Return the entries below word for word; no images should appear in the copy.

### SUPPLIED RECORDS ###

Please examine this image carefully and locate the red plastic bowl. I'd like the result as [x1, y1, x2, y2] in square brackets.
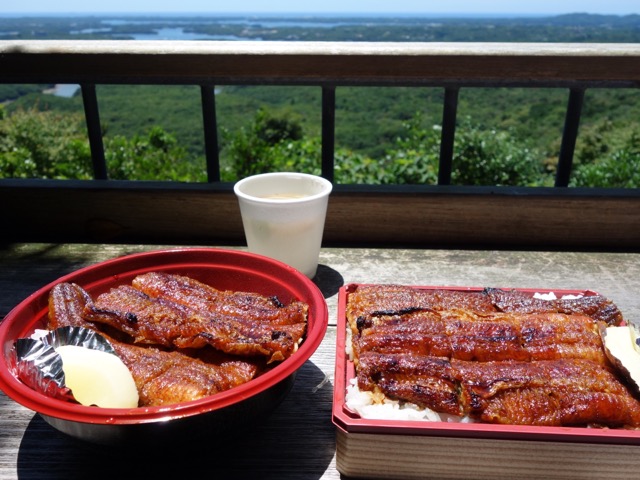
[0, 248, 328, 446]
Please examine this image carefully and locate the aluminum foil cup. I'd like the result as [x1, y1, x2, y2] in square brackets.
[11, 326, 116, 403]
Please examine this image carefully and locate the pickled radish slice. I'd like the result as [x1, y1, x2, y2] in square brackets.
[56, 345, 139, 408]
[603, 325, 640, 393]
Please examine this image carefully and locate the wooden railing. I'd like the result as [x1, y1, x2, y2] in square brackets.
[1, 40, 639, 249]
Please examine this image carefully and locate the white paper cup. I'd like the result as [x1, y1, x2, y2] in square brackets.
[234, 172, 333, 278]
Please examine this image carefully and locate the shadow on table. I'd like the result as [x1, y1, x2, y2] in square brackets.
[313, 264, 344, 300]
[17, 360, 335, 480]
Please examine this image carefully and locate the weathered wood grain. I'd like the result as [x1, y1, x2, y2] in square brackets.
[2, 41, 640, 86]
[3, 182, 639, 249]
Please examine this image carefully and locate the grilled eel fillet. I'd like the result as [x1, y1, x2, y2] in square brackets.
[347, 284, 640, 427]
[346, 285, 624, 335]
[132, 272, 306, 327]
[83, 273, 308, 363]
[48, 282, 263, 407]
[353, 309, 608, 365]
[357, 353, 640, 427]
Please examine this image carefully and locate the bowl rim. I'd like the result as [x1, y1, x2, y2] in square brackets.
[0, 247, 328, 425]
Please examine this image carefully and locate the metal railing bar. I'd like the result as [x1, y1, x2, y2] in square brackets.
[200, 85, 220, 182]
[5, 40, 637, 189]
[80, 84, 107, 180]
[438, 87, 460, 186]
[5, 177, 639, 198]
[555, 87, 585, 187]
[321, 85, 336, 182]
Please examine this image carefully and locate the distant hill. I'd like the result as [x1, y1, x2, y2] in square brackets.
[1, 13, 640, 42]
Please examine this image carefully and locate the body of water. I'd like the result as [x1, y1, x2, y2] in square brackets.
[117, 27, 245, 41]
[101, 18, 355, 28]
[71, 17, 361, 41]
[46, 84, 80, 98]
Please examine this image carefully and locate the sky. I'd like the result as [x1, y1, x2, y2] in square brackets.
[2, 0, 638, 16]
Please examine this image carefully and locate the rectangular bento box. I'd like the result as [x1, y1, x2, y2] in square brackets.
[332, 284, 640, 480]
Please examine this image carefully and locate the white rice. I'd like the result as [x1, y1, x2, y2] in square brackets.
[30, 329, 49, 340]
[345, 378, 471, 422]
[533, 292, 583, 300]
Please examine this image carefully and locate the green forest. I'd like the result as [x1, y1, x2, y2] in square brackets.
[1, 13, 639, 186]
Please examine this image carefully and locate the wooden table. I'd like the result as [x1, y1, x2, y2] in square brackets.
[1, 243, 639, 479]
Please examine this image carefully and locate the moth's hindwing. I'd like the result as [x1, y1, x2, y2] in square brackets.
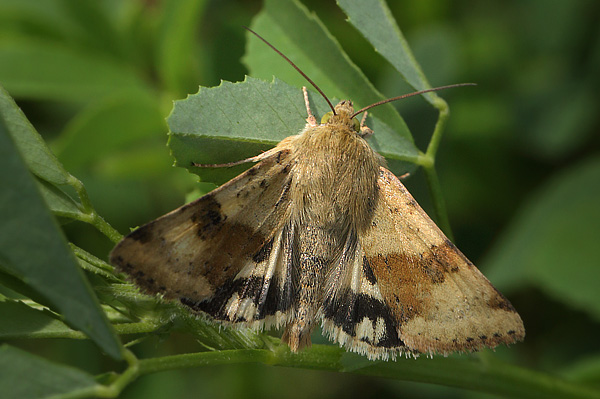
[356, 167, 525, 356]
[321, 230, 410, 360]
[110, 149, 296, 329]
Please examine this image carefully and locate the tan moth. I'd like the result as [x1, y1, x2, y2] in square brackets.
[110, 28, 524, 360]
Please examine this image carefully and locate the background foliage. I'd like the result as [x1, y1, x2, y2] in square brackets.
[1, 0, 599, 398]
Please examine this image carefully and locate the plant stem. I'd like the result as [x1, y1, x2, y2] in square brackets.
[9, 321, 163, 341]
[351, 354, 600, 399]
[67, 174, 123, 243]
[138, 349, 274, 374]
[421, 159, 454, 241]
[416, 95, 455, 240]
[425, 97, 450, 160]
[109, 347, 600, 399]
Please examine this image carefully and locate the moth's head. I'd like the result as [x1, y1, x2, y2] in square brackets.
[321, 100, 360, 132]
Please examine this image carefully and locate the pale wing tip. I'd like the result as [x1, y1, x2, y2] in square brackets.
[400, 311, 525, 356]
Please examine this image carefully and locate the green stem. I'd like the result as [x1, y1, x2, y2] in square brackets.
[352, 354, 600, 399]
[89, 212, 123, 243]
[45, 350, 140, 399]
[415, 96, 454, 240]
[421, 160, 454, 241]
[138, 349, 274, 374]
[95, 349, 141, 398]
[382, 152, 421, 165]
[425, 97, 450, 160]
[99, 347, 600, 399]
[10, 321, 163, 341]
[67, 174, 123, 243]
[113, 321, 165, 335]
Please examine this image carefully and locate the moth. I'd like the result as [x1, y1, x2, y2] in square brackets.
[110, 29, 524, 360]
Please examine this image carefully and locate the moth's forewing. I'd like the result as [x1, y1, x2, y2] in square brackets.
[110, 149, 296, 328]
[360, 168, 525, 355]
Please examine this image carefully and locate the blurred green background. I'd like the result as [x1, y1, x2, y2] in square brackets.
[1, 0, 599, 398]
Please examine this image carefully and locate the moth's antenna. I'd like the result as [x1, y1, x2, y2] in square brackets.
[350, 83, 477, 119]
[243, 26, 336, 114]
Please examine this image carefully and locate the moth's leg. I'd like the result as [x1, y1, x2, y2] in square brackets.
[358, 111, 374, 138]
[191, 155, 261, 168]
[303, 86, 318, 126]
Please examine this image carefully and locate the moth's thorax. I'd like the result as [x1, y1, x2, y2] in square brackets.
[285, 105, 382, 234]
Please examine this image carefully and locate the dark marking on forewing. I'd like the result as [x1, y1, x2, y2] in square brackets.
[127, 224, 155, 244]
[362, 256, 377, 285]
[322, 288, 404, 348]
[366, 195, 377, 215]
[187, 195, 226, 239]
[181, 274, 293, 321]
[275, 181, 292, 208]
[114, 258, 142, 280]
[487, 290, 517, 312]
[252, 237, 275, 263]
[246, 165, 259, 176]
[275, 149, 291, 164]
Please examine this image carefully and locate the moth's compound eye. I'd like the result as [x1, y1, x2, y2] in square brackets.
[352, 117, 360, 132]
[321, 111, 334, 124]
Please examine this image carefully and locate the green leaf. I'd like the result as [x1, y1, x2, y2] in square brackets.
[53, 92, 166, 171]
[167, 77, 418, 185]
[0, 299, 74, 339]
[0, 345, 97, 399]
[562, 355, 600, 385]
[0, 39, 148, 102]
[243, 0, 412, 141]
[337, 0, 435, 103]
[0, 85, 71, 185]
[0, 109, 122, 359]
[0, 84, 91, 223]
[526, 85, 596, 160]
[0, 270, 49, 306]
[484, 156, 600, 320]
[156, 0, 208, 96]
[0, 0, 80, 40]
[59, 0, 126, 58]
[36, 179, 83, 219]
[72, 245, 122, 283]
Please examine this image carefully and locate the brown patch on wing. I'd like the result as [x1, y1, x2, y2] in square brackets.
[361, 167, 524, 355]
[110, 149, 294, 304]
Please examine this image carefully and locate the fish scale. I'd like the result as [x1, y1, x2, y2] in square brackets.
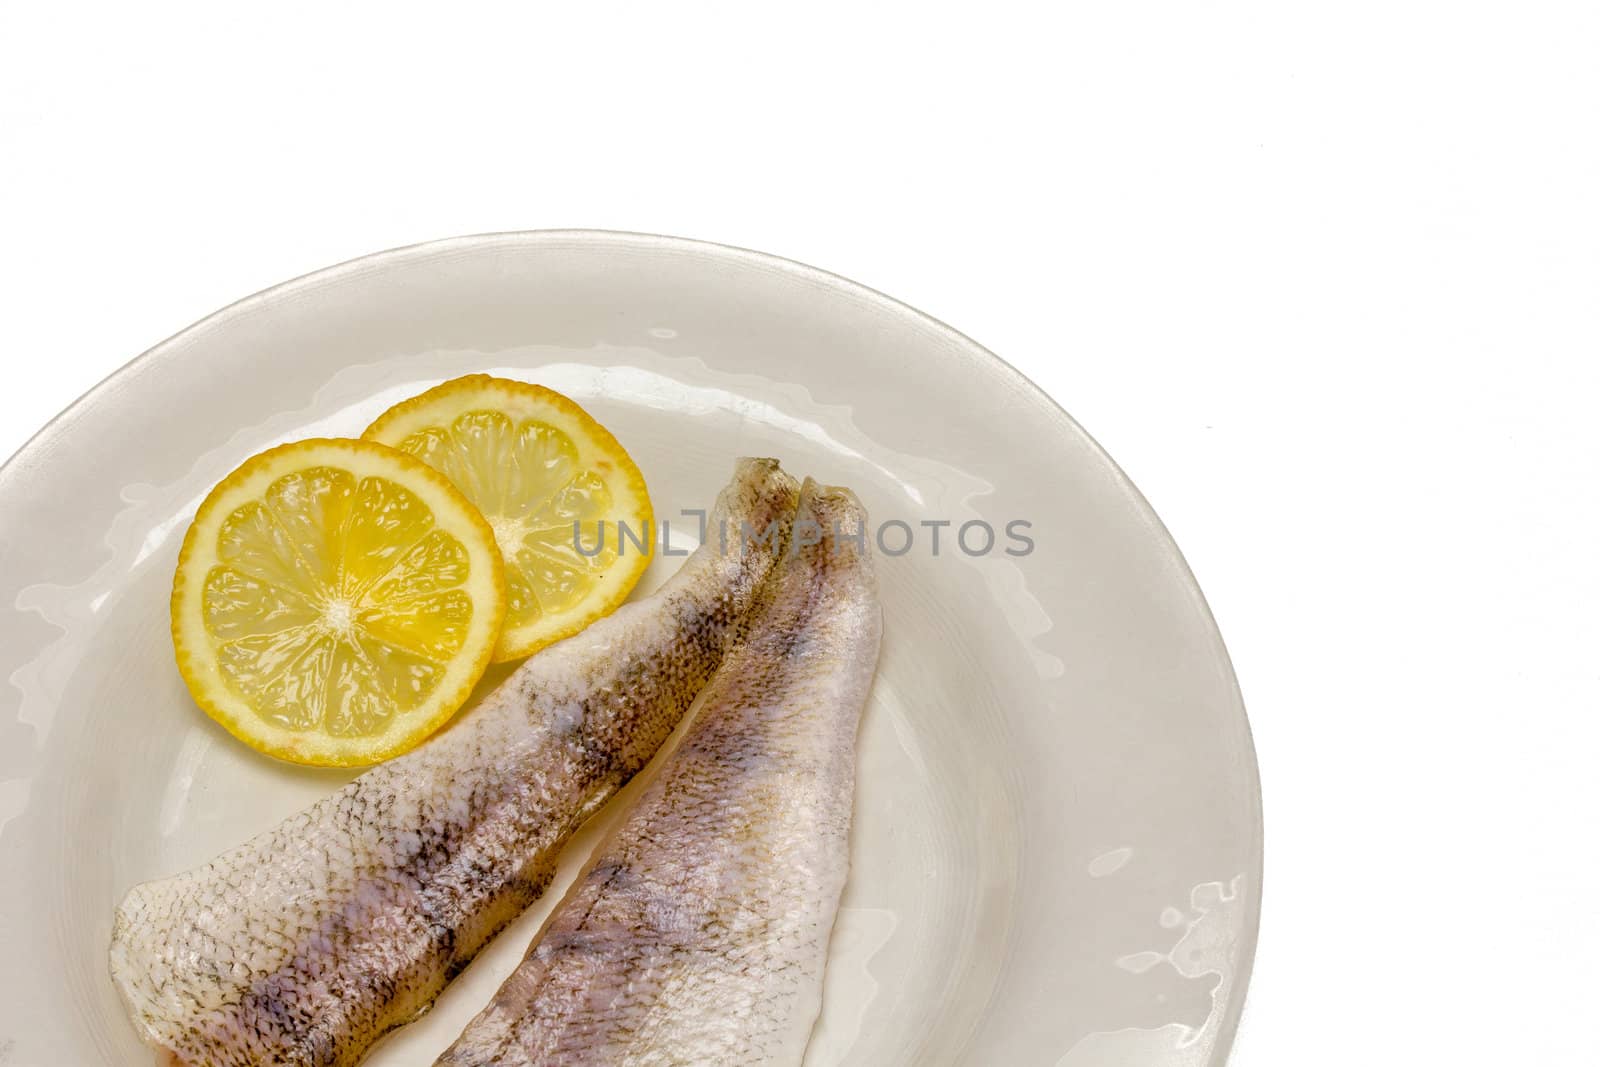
[438, 479, 881, 1067]
[110, 458, 801, 1067]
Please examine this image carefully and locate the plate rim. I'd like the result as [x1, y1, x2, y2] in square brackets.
[0, 228, 1261, 1064]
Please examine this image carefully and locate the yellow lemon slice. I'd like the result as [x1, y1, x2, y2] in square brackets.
[364, 375, 653, 662]
[171, 438, 507, 766]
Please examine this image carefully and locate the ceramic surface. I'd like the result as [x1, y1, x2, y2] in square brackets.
[0, 232, 1260, 1066]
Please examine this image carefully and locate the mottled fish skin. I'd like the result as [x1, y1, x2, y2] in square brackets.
[437, 479, 882, 1067]
[110, 458, 802, 1067]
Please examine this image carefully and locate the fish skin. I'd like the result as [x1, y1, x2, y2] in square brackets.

###

→ ANSWER
Please examine this image carefully and locate the red plastic bowl. I'd like the result as [x1, y1, x2, y2] in square brackets.
[0, 248, 328, 446]
Please examine this image carefully and locate the aluminum foil cup. I'd like the result as [x1, y1, x2, y2] in square brackets.
[11, 326, 116, 403]
Please examine this image carefully and locate the pickled radish slice. I'd like the result as [x1, y1, x2, y2] in square brackets.
[56, 345, 139, 408]
[603, 325, 640, 393]
Please examine this image carefully and locate the wooden railing. I'd like the result as [x1, y1, x2, y2] in square brackets.
[1, 40, 639, 249]
Please examine this image carefully and locate the white paper cup. I'd like the result as [x1, y1, x2, y2] in square brackets.
[234, 172, 333, 278]
Please examine this image carefully and locate the shadow on table. I'd like the result as [x1, y1, x2, y2] in square brackets.
[313, 264, 344, 300]
[17, 360, 335, 480]
Please examine this image carefully and locate the weathered wood grain. I'd like the result as [x1, y1, x2, y2] in square brackets.
[2, 41, 640, 86]
[3, 182, 639, 249]
Please examine this image carefully and locate the grilled eel fillet. I'd like the result as [x1, y1, x2, y2] in square brackets.
[347, 284, 640, 427]
[346, 285, 624, 335]
[132, 272, 306, 327]
[83, 273, 308, 363]
[48, 282, 263, 407]
[353, 309, 608, 365]
[357, 353, 640, 427]
Please examine this image carefully and locate the bowl rim. I'd like the result as [x1, y1, x2, y2] in square brackets.
[0, 247, 328, 425]
Please examine this image carefully and locate the metal railing bar. I'd like the result as [x1, y1, x2, y2] in square brackets.
[200, 85, 220, 182]
[5, 40, 637, 189]
[80, 84, 107, 180]
[438, 87, 460, 186]
[5, 177, 639, 198]
[555, 87, 585, 187]
[321, 85, 336, 182]
Please examine this image carefully and locate the distant hill. I'd like the result as [x1, y1, x2, y2] in square brackets.
[1, 13, 640, 42]
Please examine this image carefully and locate the body of water. I'd like the result as [x1, y1, x2, y2] in square brackets.
[117, 27, 245, 41]
[101, 18, 355, 28]
[71, 17, 361, 41]
[46, 84, 80, 98]
Please examine this image carefully and locate the sky. I'd like the result as [x1, y1, x2, y2] in square brackets.
[2, 0, 638, 16]
Please examine this image carefully and locate the rectangular bento box. I'd like the result as [x1, y1, x2, y2] in square brackets.
[332, 284, 640, 480]
Please examine this image carefully and locate the white rice. I'd like the result as [x1, y1, x2, y2] in square brackets.
[30, 329, 49, 340]
[345, 378, 471, 422]
[533, 292, 583, 300]
Please examine this image carefully and locate the green forest. I'd like the result as [x1, y1, x2, y2] in square brackets.
[1, 13, 639, 186]
Please examine this image carefully and locate the wooden table. I'd like the result as [x1, y1, x2, y2] in square brackets.
[1, 243, 639, 479]
Please examine this image carefully and locate the moth's hindwing. I'd like the result as [x1, y1, x2, y2] in square brackets.
[356, 167, 525, 356]
[321, 230, 410, 360]
[110, 149, 296, 329]
Please examine this image carefully and locate the tan moth. I'd like the result as [x1, y1, x2, y2] in square brackets.
[110, 28, 524, 360]
Please examine this image carefully and locate the background foliage. I'd like the result as [x1, y1, x2, y2] in square brackets.
[1, 0, 599, 398]
Please examine this image carefully and locate the plant stem. I'd like the result as [x1, y1, x2, y2] in square brackets.
[9, 321, 163, 341]
[351, 354, 600, 399]
[67, 174, 123, 243]
[138, 349, 274, 374]
[421, 159, 454, 241]
[416, 95, 455, 240]
[425, 97, 450, 160]
[109, 347, 600, 399]
Please examine this image carefully and locate the moth's head. I'd like the result as [x1, y1, x2, y2] in square brackets.
[321, 100, 360, 132]
Please examine this image carefully and locate the pale wing tip. I'd like the result as [x1, y1, x2, y2] in square brackets.
[400, 311, 525, 356]
Please examine this image carefully and locate the green stem. I'd like the result as [x1, y1, x2, y2] in square brackets.
[352, 354, 600, 399]
[89, 212, 123, 243]
[45, 350, 140, 399]
[415, 96, 454, 240]
[421, 160, 454, 241]
[138, 349, 274, 374]
[95, 349, 141, 398]
[382, 152, 421, 165]
[425, 97, 450, 160]
[99, 347, 600, 399]
[10, 321, 163, 341]
[67, 174, 123, 243]
[113, 321, 165, 335]
Please examine this image carefully and locate the moth. I'd like the result as [x1, y1, x2, y2] in square brackets.
[110, 29, 524, 360]
Please examine this image carefully and locate the moth's forewing. I'd like the result as [x1, y1, x2, y2] in square brackets.
[110, 149, 296, 328]
[360, 168, 525, 355]
Please examine this image carefully and locate the blurred green background. I'd like the result as [x1, y1, x2, y2] in square brackets.
[1, 0, 599, 398]
Please examine this image carefully and locate the moth's antenna. I'd like the result as [x1, y1, x2, y2] in square brackets.
[350, 83, 477, 119]
[243, 26, 336, 114]
Please examine this image carefully and locate the moth's leg. I'd like the result as [x1, y1, x2, y2] in square brackets.
[358, 111, 374, 138]
[191, 155, 261, 168]
[303, 86, 318, 126]
Please examine this image carefully and locate the moth's thorax. I'd like the result as [x1, y1, x2, y2] in square brackets.
[285, 105, 382, 234]
Please examine this image carefully and locate the dark marking on forewing. I'd like the result as [x1, y1, x2, y2] in square brackets.
[127, 224, 155, 244]
[362, 256, 377, 285]
[322, 288, 404, 348]
[366, 195, 377, 215]
[187, 195, 226, 239]
[181, 274, 293, 321]
[275, 181, 292, 208]
[114, 258, 142, 280]
[487, 290, 517, 312]
[252, 237, 275, 263]
[246, 165, 259, 176]
[275, 149, 291, 164]
Please examine this image carefully and locate the moth's compound eye. I'd like the result as [x1, y1, x2, y2] in square brackets.
[352, 117, 360, 132]
[321, 111, 334, 124]
Please examine this image carefully and locate the green leaf. I'd like the result as [x1, y1, x2, y2] in square brackets.
[53, 92, 166, 171]
[167, 77, 418, 185]
[0, 299, 74, 339]
[0, 345, 97, 399]
[562, 355, 600, 385]
[0, 39, 148, 102]
[243, 0, 412, 141]
[337, 0, 435, 103]
[0, 85, 71, 185]
[0, 109, 122, 359]
[0, 84, 91, 223]
[526, 85, 596, 160]
[0, 270, 49, 306]
[484, 156, 600, 320]
[156, 0, 208, 96]
[0, 0, 80, 40]
[59, 0, 126, 58]
[36, 179, 83, 219]
[72, 245, 122, 283]
Please examine this image carefully and locate the brown patch on wing. I'd like the result as [x1, y1, x2, y2] in square brackets.
[361, 167, 524, 355]
[110, 149, 294, 304]
Please examine this image carefully and locate the fish scale. I'd like the result as [x1, y1, x2, y2] in square brackets.
[438, 479, 881, 1067]
[110, 458, 801, 1067]
Please examine this image carefully and locate the plate rim. I'd like the result as [x1, y1, x2, y2] in square brackets.
[0, 228, 1261, 1064]
Please examine this image carefully and locate the yellow lemon slice. I'd like the result as [x1, y1, x2, y2] in square brackets.
[364, 375, 653, 662]
[171, 438, 507, 766]
Please examine this image carefully and locate the ceramic surface. I'd like the result as [x1, y1, x2, y2] in square brackets.
[0, 232, 1260, 1066]
Please examine this image carefully and locate the mottled fish skin. I'd like the result as [x1, y1, x2, y2] in square brackets.
[437, 479, 882, 1067]
[110, 458, 802, 1067]
Please examine this image carefully and locate the fish skin. I'd like the result as [x1, y1, x2, y2] in square brackets.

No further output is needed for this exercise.